Segmentation mask data:
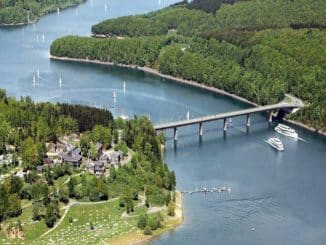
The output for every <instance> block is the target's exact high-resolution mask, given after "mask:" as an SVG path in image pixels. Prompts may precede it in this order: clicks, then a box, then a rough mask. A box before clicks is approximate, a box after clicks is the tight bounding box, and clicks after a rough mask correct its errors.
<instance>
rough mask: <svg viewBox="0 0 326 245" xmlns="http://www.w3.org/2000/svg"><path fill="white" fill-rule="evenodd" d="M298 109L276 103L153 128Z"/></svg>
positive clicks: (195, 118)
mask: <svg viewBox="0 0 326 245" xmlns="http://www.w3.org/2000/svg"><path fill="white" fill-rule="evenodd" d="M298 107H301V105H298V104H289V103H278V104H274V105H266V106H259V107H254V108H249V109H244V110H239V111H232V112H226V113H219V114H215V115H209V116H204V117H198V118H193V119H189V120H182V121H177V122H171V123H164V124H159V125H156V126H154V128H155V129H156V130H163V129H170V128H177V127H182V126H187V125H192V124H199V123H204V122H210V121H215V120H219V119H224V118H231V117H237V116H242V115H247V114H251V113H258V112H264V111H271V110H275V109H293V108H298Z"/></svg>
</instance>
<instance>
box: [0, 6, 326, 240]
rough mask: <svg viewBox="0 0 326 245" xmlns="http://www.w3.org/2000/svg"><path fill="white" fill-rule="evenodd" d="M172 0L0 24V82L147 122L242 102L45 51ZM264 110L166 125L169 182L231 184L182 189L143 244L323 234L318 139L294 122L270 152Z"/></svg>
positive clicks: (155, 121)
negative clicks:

* * *

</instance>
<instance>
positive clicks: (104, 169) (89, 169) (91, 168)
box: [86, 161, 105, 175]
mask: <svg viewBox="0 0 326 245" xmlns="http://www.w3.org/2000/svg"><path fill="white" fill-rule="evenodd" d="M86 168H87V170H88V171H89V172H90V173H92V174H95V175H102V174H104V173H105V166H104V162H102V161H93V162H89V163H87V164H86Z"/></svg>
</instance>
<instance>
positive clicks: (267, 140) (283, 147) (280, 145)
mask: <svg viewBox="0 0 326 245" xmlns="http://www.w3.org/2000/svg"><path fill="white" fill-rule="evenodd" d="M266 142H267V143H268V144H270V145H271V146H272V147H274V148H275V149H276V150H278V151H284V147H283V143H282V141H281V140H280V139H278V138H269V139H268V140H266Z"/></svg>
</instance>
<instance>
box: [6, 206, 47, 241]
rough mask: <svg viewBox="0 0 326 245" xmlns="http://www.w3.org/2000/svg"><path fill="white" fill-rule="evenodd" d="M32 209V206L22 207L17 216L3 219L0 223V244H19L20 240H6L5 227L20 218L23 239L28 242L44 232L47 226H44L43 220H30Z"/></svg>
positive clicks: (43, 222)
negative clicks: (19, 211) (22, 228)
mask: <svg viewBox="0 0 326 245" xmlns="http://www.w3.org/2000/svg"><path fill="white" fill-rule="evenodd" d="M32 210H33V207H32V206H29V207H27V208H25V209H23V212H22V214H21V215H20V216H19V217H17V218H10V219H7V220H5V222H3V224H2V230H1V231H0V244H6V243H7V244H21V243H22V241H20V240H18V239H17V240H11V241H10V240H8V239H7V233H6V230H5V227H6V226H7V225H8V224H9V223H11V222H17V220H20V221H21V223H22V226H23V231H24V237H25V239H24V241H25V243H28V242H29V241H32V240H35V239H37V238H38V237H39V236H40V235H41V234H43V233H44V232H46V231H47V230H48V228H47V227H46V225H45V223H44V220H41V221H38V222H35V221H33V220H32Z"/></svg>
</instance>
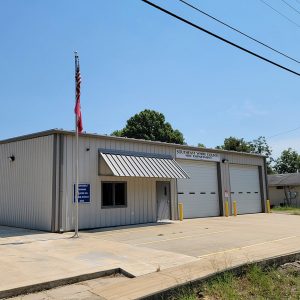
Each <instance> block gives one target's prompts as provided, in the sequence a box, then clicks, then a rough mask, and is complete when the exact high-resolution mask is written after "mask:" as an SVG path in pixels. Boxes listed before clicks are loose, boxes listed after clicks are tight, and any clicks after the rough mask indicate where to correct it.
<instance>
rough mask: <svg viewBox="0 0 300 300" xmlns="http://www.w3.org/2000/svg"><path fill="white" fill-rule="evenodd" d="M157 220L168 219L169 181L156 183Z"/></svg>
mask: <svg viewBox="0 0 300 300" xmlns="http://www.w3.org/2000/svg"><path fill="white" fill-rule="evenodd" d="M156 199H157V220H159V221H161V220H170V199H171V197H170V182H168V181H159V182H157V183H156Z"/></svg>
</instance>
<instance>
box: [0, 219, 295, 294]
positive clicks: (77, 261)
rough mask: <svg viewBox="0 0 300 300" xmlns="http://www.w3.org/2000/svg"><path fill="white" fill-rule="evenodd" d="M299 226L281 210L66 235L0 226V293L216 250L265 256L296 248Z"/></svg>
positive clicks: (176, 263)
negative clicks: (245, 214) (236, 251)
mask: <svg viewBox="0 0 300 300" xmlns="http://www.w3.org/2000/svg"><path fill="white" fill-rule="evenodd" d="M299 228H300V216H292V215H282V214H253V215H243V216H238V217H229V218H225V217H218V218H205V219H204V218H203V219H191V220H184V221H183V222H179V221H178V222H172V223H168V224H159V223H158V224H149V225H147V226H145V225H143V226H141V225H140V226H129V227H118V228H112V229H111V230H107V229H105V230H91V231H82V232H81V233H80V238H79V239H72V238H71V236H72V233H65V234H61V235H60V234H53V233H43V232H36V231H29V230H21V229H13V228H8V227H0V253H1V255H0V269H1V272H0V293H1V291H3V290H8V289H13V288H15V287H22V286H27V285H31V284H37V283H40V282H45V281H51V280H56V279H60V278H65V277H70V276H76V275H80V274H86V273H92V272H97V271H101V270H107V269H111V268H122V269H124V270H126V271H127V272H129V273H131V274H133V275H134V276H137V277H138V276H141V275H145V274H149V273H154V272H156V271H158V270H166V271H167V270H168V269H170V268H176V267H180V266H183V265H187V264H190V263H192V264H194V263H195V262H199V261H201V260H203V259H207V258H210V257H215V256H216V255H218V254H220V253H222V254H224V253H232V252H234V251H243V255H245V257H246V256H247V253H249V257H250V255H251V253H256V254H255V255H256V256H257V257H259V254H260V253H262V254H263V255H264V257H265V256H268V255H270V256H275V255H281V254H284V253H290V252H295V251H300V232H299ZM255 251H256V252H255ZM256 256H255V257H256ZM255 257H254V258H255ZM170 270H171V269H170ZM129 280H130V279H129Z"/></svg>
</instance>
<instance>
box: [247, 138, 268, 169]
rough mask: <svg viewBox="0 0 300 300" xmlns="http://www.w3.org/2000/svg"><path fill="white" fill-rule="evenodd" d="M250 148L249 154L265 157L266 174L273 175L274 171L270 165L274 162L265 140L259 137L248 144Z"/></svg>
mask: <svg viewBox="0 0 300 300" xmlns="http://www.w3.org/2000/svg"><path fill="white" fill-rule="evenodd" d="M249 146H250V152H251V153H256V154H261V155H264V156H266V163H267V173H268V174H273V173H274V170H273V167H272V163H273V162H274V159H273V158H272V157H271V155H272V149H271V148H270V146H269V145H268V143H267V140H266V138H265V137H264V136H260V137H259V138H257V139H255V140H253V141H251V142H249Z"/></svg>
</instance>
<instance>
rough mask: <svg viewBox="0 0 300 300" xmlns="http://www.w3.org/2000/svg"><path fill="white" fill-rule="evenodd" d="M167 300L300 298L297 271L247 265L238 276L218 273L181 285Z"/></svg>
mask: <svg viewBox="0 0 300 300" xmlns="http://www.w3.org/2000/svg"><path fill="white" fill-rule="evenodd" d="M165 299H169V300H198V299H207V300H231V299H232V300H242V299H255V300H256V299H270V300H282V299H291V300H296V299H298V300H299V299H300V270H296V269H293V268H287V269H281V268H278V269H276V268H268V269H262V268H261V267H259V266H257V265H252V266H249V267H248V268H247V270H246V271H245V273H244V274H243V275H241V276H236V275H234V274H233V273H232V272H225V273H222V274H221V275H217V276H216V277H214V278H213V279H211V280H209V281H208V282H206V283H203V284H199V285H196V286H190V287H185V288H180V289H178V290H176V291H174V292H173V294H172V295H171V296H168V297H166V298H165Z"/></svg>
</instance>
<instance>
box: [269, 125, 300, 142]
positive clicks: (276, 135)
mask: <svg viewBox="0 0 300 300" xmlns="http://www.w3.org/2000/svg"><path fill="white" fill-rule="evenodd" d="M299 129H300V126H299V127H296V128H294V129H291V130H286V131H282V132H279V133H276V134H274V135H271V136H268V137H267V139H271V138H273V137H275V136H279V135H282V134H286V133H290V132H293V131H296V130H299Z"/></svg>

GOAL OF THE EXERCISE | Return all lines from the data above with "before" in them.

REPLY TO THE TASK |
The output for every <instance> block is the target's exact high-resolution mask, given after "mask:" as an SVG path in image pixels. Prompts may precede it in this order: clicks, then a box, then a rough mask. A box before clicks is approximate, a box after clicks is the tight bounding box, and clicks after a rough mask correct its errors.
Each <instance> block gives one target's prompts as provided, in the sequence a box, then clicks, then a rough mask, and is complete when the exact high-resolution mask is written after "mask:" as an SVG path in pixels. Boxes listed before clicks are loose, boxes listed after clicks are tight, and any clicks after the rough mask indicate where to correct it.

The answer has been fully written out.